*PROBLEM:*
Copy out, from the entries below, each line that holds the string "stretcher".

Content starts

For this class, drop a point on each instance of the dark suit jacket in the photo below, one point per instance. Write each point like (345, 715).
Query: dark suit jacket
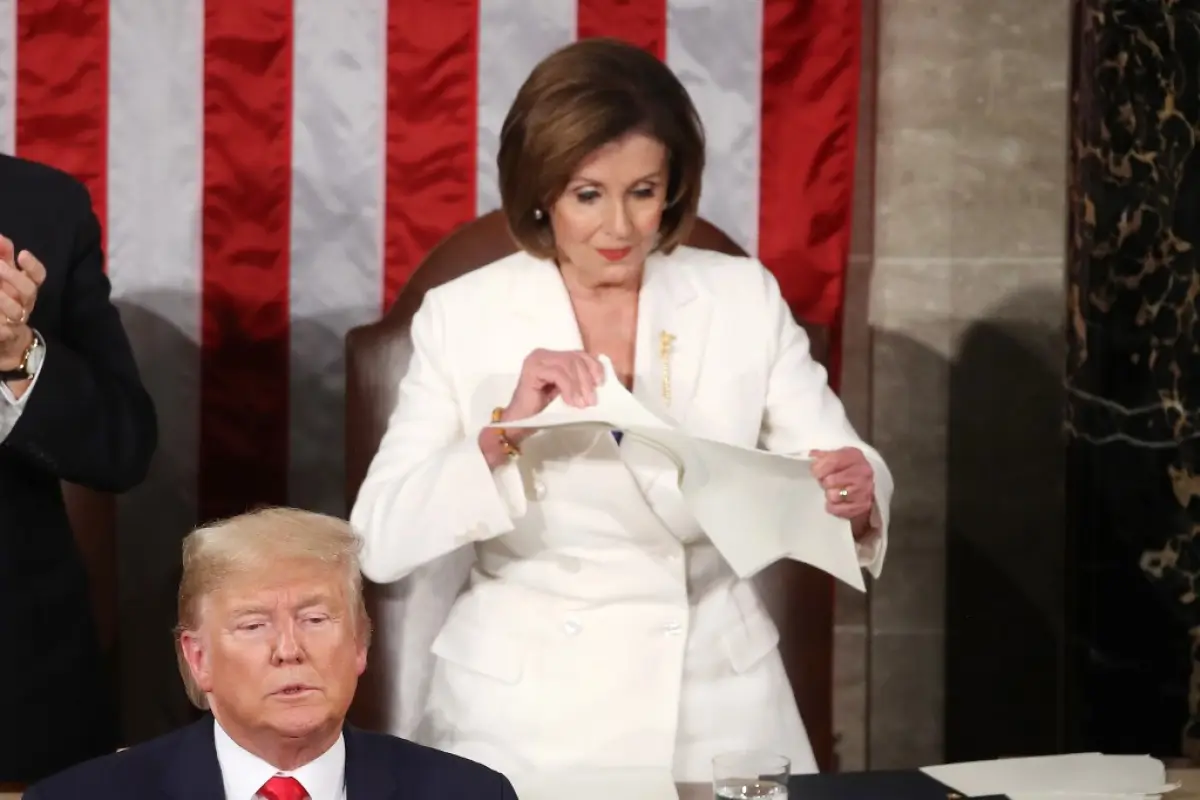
(183, 765)
(88, 421)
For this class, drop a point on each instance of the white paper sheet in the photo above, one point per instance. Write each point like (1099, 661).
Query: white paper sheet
(1079, 775)
(597, 785)
(757, 507)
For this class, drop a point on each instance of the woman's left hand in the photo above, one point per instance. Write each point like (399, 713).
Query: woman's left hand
(849, 482)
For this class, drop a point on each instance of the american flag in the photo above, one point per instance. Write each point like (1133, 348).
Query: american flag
(269, 173)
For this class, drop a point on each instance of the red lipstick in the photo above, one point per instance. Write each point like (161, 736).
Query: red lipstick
(615, 254)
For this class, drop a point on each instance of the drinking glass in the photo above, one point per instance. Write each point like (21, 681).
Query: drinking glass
(750, 774)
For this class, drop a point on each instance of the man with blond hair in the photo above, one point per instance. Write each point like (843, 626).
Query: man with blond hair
(273, 637)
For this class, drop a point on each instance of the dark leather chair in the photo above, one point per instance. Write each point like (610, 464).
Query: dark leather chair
(93, 516)
(801, 599)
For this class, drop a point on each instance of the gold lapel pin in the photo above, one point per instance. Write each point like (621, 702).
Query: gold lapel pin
(665, 343)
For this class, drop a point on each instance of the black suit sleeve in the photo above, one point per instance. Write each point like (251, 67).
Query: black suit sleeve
(88, 419)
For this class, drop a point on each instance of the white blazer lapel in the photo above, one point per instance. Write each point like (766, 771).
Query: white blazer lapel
(672, 332)
(543, 308)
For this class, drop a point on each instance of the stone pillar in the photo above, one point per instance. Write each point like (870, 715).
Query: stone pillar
(1133, 377)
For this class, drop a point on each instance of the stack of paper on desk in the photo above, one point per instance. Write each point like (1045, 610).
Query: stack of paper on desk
(757, 507)
(1083, 776)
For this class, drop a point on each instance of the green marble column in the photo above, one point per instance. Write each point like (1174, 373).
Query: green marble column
(1133, 376)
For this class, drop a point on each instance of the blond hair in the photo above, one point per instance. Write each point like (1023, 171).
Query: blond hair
(252, 542)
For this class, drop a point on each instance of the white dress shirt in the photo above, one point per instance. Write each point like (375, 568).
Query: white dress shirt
(244, 774)
(11, 405)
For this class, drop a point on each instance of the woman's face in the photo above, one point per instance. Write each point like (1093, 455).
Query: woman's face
(607, 220)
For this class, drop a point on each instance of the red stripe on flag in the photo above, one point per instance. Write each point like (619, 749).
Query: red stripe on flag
(246, 240)
(63, 89)
(432, 97)
(810, 68)
(640, 22)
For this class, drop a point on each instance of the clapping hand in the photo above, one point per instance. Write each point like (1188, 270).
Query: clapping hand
(21, 276)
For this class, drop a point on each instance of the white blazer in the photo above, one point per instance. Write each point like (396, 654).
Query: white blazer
(577, 615)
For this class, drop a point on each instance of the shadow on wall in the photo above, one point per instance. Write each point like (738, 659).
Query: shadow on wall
(1006, 534)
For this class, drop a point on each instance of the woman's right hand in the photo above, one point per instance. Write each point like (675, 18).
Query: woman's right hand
(547, 374)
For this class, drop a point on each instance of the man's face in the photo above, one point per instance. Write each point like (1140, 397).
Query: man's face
(279, 651)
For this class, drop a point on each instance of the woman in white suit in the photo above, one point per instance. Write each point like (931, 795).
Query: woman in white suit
(599, 627)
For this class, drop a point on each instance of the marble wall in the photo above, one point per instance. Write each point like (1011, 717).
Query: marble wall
(955, 316)
(1133, 370)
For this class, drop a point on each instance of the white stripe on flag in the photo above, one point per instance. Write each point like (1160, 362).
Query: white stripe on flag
(337, 167)
(514, 36)
(715, 48)
(155, 162)
(9, 76)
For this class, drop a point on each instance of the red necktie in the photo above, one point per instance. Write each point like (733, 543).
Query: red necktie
(282, 788)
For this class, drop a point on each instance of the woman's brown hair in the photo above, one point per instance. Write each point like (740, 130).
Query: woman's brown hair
(577, 100)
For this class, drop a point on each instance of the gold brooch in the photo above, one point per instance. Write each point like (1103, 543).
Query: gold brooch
(665, 342)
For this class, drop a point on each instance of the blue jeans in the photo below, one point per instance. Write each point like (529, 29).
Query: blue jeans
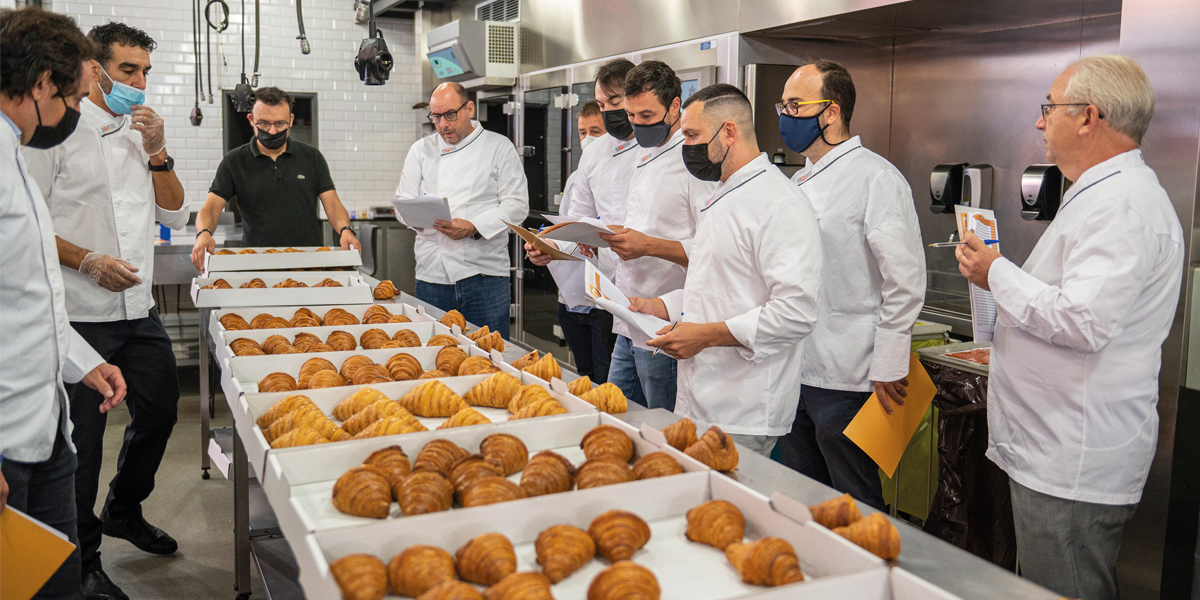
(817, 448)
(646, 379)
(46, 492)
(481, 299)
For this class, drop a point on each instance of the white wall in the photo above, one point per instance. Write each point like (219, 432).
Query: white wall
(364, 131)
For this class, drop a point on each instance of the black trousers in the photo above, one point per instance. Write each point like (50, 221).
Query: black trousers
(142, 349)
(591, 337)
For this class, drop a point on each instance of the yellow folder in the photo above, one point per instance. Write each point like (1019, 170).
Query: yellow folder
(885, 437)
(30, 551)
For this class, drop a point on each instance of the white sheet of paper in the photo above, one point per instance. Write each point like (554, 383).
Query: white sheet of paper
(610, 298)
(421, 211)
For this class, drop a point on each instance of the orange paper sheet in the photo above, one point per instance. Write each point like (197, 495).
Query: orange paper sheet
(885, 437)
(30, 552)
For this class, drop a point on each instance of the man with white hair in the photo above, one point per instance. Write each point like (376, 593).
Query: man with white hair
(1074, 370)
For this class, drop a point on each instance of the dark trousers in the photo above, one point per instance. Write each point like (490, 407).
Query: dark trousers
(817, 448)
(481, 299)
(142, 349)
(46, 492)
(591, 337)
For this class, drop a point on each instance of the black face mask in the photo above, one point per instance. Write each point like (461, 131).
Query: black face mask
(617, 124)
(49, 137)
(273, 141)
(695, 157)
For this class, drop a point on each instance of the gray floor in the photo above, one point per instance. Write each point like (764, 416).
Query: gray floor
(197, 513)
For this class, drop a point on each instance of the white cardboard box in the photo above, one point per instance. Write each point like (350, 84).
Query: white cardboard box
(353, 291)
(685, 570)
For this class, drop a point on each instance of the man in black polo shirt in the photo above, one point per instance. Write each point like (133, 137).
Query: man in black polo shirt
(277, 183)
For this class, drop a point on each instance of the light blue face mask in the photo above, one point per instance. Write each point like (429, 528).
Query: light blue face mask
(123, 97)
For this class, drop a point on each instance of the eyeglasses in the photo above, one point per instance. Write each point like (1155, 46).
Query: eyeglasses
(793, 108)
(449, 115)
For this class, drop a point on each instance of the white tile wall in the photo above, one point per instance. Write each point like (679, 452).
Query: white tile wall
(364, 131)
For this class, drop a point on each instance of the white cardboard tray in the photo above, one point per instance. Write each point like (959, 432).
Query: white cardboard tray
(353, 291)
(259, 262)
(300, 481)
(685, 570)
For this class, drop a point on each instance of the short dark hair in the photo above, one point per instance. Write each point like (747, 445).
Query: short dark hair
(654, 76)
(611, 76)
(589, 108)
(111, 33)
(34, 41)
(274, 96)
(839, 87)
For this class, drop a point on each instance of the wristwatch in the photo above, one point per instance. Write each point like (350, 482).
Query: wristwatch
(168, 165)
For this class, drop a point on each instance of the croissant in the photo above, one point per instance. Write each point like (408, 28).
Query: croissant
(624, 581)
(463, 418)
(424, 492)
(490, 490)
(523, 361)
(496, 391)
(477, 365)
(451, 591)
(681, 433)
(547, 472)
(874, 533)
(657, 465)
(385, 291)
(505, 450)
(562, 550)
(618, 534)
(277, 382)
(607, 397)
(419, 568)
(766, 562)
(403, 367)
(432, 399)
(360, 400)
(363, 492)
(837, 513)
(546, 369)
(439, 456)
(393, 462)
(717, 523)
(360, 577)
(486, 559)
(715, 449)
(520, 586)
(607, 442)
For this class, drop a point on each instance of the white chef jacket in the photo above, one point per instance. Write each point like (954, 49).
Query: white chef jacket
(1074, 364)
(484, 180)
(874, 265)
(664, 202)
(100, 191)
(39, 348)
(755, 264)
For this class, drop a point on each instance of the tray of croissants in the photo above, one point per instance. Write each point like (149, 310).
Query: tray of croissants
(693, 535)
(271, 288)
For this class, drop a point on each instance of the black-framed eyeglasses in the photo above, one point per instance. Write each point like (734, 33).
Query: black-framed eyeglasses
(450, 115)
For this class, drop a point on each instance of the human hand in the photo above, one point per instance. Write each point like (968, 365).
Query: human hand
(107, 379)
(109, 273)
(145, 120)
(975, 259)
(456, 228)
(891, 390)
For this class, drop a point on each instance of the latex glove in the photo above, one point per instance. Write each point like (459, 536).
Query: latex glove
(145, 120)
(109, 273)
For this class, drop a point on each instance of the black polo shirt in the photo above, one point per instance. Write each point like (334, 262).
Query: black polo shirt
(277, 198)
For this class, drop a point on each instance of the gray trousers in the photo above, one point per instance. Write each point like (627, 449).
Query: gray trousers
(1068, 546)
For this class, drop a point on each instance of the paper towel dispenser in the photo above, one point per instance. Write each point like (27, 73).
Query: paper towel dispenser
(1042, 189)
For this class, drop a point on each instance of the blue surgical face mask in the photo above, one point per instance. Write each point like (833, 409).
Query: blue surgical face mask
(799, 132)
(123, 97)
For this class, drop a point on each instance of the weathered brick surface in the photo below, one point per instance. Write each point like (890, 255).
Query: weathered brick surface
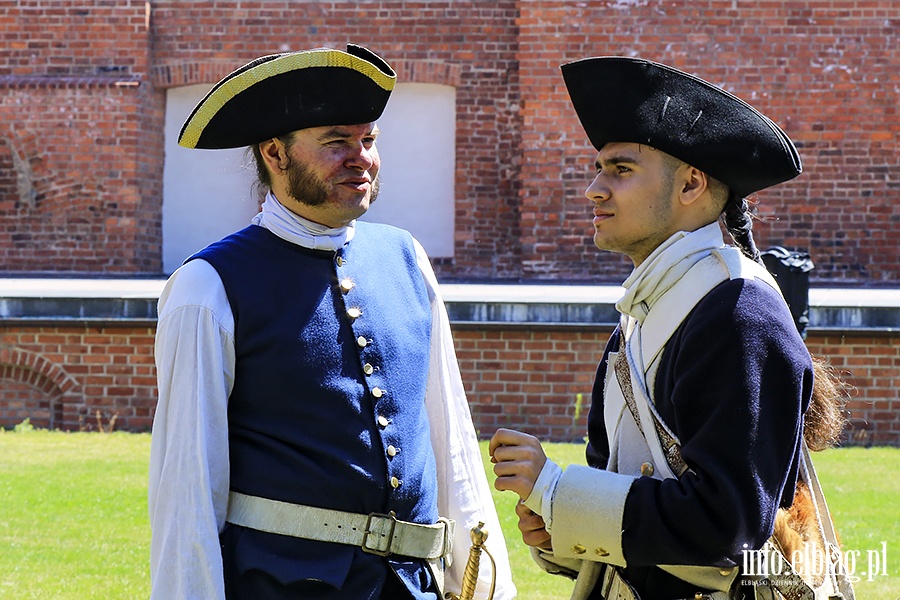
(84, 377)
(82, 100)
(84, 91)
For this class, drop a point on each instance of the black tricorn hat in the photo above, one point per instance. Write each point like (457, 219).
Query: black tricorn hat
(620, 99)
(274, 95)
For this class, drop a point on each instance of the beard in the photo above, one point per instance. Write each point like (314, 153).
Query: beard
(304, 187)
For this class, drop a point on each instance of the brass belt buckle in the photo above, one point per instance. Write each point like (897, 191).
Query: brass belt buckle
(390, 536)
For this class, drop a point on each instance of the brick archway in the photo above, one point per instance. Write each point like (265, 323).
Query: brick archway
(33, 388)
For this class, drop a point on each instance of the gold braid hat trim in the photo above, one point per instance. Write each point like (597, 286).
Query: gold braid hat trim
(239, 81)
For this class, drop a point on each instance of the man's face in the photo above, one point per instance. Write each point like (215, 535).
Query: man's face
(333, 173)
(634, 199)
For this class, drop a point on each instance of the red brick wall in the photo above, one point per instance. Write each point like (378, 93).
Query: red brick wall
(80, 139)
(514, 377)
(870, 366)
(828, 72)
(470, 45)
(87, 153)
(78, 377)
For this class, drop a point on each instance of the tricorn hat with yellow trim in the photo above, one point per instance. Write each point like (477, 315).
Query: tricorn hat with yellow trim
(621, 99)
(280, 93)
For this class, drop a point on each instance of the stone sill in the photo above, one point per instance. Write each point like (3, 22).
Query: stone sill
(130, 302)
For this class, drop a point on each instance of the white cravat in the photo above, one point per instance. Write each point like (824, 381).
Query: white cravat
(664, 267)
(295, 229)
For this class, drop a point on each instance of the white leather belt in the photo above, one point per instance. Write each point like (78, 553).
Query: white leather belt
(376, 533)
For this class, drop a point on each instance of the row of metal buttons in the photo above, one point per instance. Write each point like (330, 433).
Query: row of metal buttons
(346, 285)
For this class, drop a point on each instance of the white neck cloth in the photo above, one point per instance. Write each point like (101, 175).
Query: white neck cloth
(664, 267)
(293, 228)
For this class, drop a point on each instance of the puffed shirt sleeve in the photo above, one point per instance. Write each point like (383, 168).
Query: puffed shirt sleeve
(464, 494)
(189, 472)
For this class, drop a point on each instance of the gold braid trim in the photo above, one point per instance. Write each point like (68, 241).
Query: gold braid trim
(241, 80)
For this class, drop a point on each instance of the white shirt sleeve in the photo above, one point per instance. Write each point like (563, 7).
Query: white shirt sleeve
(189, 471)
(464, 494)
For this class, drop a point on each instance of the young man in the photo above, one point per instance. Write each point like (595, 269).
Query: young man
(697, 413)
(309, 396)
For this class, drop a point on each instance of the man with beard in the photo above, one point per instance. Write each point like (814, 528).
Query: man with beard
(309, 396)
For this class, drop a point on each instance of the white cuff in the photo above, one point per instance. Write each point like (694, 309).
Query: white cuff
(541, 498)
(587, 512)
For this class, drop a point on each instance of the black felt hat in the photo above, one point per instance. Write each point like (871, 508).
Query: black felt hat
(621, 99)
(280, 93)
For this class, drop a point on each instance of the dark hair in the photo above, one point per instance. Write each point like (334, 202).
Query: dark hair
(263, 177)
(738, 220)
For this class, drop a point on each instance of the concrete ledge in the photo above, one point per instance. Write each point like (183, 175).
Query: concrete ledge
(133, 301)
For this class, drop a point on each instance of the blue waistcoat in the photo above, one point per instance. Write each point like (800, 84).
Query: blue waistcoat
(332, 354)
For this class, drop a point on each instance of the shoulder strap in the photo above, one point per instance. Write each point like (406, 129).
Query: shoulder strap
(661, 443)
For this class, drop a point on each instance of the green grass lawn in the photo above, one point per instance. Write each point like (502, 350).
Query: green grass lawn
(73, 516)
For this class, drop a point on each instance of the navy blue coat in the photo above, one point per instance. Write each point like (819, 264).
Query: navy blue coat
(323, 396)
(733, 383)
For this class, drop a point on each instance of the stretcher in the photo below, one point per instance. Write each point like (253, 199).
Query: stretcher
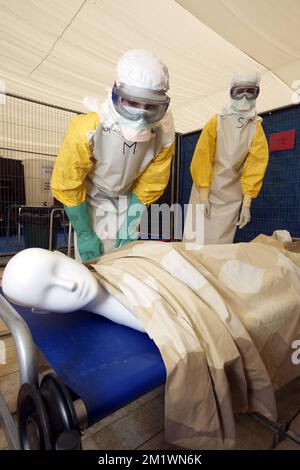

Content ends

*RESULT OF THIS TASK:*
For this class, drop a point on each instance of the stretcher in the photo below, one point per instance. Write each point like (253, 199).
Query: stretcher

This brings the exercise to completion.